▶ **PROBLEM DETAILS**:
Revise everything from the line containing "Would you mind telling me where the folded" down to the end of the entries, swapping "cloth napkin" for "linen napkin" and keeping every other character as it stands.

▶ **AVAILABLE RECORDS**:
-=-=-

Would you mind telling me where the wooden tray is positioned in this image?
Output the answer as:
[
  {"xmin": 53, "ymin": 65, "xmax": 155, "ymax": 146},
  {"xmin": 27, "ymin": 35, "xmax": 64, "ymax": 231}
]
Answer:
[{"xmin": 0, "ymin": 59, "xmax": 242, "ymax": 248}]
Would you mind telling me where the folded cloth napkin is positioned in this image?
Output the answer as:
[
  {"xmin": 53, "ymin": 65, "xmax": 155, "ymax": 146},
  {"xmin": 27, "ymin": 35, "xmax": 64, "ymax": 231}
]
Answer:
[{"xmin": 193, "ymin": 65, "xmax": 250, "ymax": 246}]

-=-=-

▶ **RESPONSE TO THE TASK**:
Would you mind telling me where the folded linen napkin is positioned in this image?
Output the answer as:
[
  {"xmin": 53, "ymin": 65, "xmax": 155, "ymax": 146},
  {"xmin": 27, "ymin": 35, "xmax": 64, "ymax": 231}
]
Answer:
[{"xmin": 193, "ymin": 65, "xmax": 250, "ymax": 246}]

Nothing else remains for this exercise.